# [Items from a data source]
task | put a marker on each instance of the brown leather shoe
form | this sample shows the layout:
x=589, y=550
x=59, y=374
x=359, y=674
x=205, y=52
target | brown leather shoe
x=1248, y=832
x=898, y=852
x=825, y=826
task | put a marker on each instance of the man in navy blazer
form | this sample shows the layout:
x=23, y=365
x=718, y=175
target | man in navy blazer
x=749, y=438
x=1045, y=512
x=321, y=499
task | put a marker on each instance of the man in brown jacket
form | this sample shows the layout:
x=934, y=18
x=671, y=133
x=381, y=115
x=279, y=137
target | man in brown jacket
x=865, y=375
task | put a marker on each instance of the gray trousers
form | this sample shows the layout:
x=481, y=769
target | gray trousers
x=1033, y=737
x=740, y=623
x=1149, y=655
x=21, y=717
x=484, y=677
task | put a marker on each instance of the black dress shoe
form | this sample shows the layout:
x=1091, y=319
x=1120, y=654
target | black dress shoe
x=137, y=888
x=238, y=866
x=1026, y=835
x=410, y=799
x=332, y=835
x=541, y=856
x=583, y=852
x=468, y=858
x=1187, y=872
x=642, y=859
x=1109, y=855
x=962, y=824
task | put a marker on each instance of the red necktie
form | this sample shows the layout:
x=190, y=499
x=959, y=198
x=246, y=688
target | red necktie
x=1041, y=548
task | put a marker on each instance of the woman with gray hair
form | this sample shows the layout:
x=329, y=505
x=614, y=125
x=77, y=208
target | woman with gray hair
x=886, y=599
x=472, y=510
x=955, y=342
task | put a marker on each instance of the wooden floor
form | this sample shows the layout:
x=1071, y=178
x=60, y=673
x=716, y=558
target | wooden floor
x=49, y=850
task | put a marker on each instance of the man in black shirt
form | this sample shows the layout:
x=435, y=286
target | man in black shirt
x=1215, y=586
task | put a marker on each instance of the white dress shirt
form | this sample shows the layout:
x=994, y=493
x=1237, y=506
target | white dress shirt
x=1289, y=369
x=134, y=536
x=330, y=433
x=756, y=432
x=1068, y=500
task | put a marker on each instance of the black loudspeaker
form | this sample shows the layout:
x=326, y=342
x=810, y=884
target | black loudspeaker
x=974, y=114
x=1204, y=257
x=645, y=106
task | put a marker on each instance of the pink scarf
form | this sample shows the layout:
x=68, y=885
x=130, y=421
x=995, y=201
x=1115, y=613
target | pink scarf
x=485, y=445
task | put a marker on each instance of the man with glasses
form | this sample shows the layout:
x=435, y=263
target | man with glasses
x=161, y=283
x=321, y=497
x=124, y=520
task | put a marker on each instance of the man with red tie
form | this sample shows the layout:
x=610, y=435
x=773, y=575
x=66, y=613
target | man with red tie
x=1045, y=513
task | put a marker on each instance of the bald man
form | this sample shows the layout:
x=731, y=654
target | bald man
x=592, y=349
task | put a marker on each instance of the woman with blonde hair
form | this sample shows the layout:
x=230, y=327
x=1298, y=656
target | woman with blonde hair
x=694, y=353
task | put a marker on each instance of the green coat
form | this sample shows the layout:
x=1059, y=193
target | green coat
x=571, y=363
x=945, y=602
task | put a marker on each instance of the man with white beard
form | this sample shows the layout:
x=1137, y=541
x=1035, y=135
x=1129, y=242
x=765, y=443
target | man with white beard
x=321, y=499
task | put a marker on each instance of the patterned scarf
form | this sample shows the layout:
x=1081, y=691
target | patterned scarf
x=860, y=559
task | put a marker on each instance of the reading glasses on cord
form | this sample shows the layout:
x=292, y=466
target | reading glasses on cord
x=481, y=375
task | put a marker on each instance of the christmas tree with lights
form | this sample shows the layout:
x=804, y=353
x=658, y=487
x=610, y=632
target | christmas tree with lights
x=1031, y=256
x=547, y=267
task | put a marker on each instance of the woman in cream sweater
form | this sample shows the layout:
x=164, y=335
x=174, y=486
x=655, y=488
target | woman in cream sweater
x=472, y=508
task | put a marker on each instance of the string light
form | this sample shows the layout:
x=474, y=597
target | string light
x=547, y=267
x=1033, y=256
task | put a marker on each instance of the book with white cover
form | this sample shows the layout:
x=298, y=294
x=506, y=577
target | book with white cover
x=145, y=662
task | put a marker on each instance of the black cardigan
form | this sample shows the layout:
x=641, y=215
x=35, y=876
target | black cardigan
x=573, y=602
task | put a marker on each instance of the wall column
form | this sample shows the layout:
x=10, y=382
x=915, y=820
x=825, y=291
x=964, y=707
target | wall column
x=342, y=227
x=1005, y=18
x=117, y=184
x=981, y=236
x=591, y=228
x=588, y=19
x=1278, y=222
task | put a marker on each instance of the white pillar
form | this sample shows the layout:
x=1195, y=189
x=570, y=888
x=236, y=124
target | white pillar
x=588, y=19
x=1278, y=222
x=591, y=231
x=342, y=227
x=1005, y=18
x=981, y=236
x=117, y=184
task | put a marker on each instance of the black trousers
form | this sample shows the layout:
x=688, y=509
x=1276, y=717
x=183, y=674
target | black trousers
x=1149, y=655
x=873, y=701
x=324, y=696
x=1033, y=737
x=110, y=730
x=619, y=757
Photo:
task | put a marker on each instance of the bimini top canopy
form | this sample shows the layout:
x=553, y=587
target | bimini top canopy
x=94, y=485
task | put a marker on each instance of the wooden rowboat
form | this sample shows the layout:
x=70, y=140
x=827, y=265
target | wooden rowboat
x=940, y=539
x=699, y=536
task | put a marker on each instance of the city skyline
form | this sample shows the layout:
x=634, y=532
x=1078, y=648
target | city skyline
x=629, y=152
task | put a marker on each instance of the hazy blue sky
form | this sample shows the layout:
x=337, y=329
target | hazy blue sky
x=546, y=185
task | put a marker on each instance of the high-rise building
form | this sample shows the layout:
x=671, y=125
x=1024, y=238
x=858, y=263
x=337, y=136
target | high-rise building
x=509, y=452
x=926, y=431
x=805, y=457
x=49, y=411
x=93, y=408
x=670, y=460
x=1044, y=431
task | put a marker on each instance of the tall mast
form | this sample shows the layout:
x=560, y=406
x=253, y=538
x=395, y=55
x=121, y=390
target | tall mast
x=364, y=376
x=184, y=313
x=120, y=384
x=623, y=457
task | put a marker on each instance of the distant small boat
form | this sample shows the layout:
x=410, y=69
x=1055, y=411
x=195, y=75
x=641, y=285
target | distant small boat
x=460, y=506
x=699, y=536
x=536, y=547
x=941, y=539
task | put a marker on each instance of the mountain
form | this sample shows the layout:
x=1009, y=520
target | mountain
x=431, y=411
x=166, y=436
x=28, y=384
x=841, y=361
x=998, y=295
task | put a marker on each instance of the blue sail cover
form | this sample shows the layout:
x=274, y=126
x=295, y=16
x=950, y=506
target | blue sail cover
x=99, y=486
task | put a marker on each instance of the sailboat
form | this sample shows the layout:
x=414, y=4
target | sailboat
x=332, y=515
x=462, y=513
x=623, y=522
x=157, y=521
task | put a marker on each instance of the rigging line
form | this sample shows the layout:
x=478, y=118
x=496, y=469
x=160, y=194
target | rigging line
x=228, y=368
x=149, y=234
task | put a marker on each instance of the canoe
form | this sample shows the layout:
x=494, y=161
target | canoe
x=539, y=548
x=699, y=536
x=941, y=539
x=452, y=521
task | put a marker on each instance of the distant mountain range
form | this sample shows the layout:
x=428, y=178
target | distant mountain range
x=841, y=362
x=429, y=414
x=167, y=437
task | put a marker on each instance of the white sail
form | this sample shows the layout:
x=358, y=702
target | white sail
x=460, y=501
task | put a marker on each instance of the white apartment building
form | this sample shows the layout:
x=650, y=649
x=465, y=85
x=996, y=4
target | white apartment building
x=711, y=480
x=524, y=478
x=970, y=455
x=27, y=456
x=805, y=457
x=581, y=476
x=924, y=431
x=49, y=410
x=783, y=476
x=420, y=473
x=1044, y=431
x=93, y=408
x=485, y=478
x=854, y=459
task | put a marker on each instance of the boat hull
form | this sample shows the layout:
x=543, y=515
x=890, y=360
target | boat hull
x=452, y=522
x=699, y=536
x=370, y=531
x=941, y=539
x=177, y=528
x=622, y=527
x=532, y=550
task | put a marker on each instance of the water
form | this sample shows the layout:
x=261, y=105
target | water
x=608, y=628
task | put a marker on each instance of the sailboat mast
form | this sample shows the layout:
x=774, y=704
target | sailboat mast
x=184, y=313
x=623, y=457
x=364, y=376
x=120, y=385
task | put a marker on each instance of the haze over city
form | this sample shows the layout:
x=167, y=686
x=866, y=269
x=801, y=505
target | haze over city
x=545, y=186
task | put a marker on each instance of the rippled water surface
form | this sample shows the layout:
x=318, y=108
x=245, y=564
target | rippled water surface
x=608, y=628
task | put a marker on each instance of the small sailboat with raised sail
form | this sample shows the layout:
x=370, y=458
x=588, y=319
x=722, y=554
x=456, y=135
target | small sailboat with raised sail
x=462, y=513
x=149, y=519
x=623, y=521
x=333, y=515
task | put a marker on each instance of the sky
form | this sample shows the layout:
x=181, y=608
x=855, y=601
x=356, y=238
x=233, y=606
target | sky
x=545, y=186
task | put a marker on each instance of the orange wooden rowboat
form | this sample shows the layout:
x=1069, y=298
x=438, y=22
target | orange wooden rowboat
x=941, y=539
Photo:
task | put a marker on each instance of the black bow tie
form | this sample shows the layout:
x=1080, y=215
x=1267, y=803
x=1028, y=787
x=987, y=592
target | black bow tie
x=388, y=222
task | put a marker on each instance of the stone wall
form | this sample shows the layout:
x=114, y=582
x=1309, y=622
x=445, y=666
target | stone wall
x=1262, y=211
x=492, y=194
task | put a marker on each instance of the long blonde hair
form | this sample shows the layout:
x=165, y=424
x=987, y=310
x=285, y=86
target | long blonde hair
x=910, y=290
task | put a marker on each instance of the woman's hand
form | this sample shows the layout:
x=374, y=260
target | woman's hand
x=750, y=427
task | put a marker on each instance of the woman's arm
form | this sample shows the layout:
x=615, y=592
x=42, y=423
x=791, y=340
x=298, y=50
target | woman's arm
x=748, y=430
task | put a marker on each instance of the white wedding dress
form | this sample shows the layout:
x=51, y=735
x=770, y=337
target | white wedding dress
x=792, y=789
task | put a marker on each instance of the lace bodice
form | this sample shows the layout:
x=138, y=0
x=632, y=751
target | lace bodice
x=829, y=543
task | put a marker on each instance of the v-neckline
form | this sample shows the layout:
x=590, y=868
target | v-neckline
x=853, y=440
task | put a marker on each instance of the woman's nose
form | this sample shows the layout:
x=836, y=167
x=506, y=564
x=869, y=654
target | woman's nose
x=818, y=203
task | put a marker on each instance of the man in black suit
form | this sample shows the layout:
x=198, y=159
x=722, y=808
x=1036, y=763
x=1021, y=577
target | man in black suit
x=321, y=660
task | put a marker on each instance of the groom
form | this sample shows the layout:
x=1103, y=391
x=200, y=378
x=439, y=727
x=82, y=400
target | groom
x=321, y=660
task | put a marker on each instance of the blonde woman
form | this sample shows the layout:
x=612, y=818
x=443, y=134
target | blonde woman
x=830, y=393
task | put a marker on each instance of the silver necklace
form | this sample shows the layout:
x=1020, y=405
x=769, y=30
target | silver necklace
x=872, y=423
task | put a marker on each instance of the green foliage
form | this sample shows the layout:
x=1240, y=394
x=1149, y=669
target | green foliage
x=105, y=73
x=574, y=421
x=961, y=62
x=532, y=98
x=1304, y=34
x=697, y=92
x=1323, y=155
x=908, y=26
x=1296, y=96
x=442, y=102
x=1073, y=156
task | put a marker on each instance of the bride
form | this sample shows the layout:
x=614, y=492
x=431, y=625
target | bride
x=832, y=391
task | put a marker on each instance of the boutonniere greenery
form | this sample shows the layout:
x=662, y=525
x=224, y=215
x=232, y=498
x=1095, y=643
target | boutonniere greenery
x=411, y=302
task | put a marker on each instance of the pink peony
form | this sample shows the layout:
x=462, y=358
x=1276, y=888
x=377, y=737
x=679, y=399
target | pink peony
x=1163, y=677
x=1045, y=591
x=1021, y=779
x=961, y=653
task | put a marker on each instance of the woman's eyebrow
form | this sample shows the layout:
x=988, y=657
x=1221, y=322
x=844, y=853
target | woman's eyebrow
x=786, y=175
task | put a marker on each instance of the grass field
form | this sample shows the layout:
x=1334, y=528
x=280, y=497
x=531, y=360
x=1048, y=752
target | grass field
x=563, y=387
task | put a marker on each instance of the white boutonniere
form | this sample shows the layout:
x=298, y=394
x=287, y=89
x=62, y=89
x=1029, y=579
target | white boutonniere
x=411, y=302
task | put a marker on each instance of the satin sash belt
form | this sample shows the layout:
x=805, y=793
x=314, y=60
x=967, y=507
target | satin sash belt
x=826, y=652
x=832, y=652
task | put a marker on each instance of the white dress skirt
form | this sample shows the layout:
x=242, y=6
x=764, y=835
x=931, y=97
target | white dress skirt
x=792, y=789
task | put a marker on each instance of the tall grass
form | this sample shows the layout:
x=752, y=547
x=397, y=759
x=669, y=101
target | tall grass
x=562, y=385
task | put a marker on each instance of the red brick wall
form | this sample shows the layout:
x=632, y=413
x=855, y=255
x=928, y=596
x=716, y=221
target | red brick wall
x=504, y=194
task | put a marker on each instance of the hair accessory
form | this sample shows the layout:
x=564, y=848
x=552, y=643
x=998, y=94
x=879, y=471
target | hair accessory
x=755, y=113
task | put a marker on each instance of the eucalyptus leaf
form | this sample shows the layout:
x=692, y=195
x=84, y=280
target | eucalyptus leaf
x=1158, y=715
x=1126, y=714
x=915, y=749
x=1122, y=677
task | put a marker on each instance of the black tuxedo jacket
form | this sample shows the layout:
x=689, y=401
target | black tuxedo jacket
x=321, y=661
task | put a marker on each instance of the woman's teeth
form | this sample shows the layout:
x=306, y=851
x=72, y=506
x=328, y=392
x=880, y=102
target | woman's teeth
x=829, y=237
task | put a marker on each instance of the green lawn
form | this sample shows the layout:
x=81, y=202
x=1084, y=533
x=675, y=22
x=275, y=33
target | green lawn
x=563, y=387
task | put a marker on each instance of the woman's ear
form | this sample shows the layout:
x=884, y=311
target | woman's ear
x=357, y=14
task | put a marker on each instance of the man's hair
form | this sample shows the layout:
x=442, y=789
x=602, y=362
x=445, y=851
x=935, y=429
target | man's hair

# [EXERCISE DIRECTIONS]
Find "x=769, y=30" in the entries above and copy that whole line exactly, then each line after it through the line that contains "x=1095, y=643".

# [RESPONSE BOX]
x=769, y=30
target | silver necklace
x=872, y=423
task | put a marker on each instance of the green foliage
form | this sample shows the layout:
x=1240, y=394
x=1149, y=669
target | green foliage
x=105, y=73
x=574, y=421
x=961, y=62
x=532, y=98
x=1304, y=34
x=697, y=92
x=1323, y=155
x=908, y=26
x=1296, y=96
x=442, y=102
x=1073, y=156
task | put a marker on each instance of the bride
form | this sample shows the layout:
x=614, y=492
x=431, y=625
target | bride
x=832, y=391
task | put a marker on each instance of the boutonniere greenery
form | this sample shows the layout:
x=662, y=525
x=224, y=215
x=232, y=498
x=1095, y=643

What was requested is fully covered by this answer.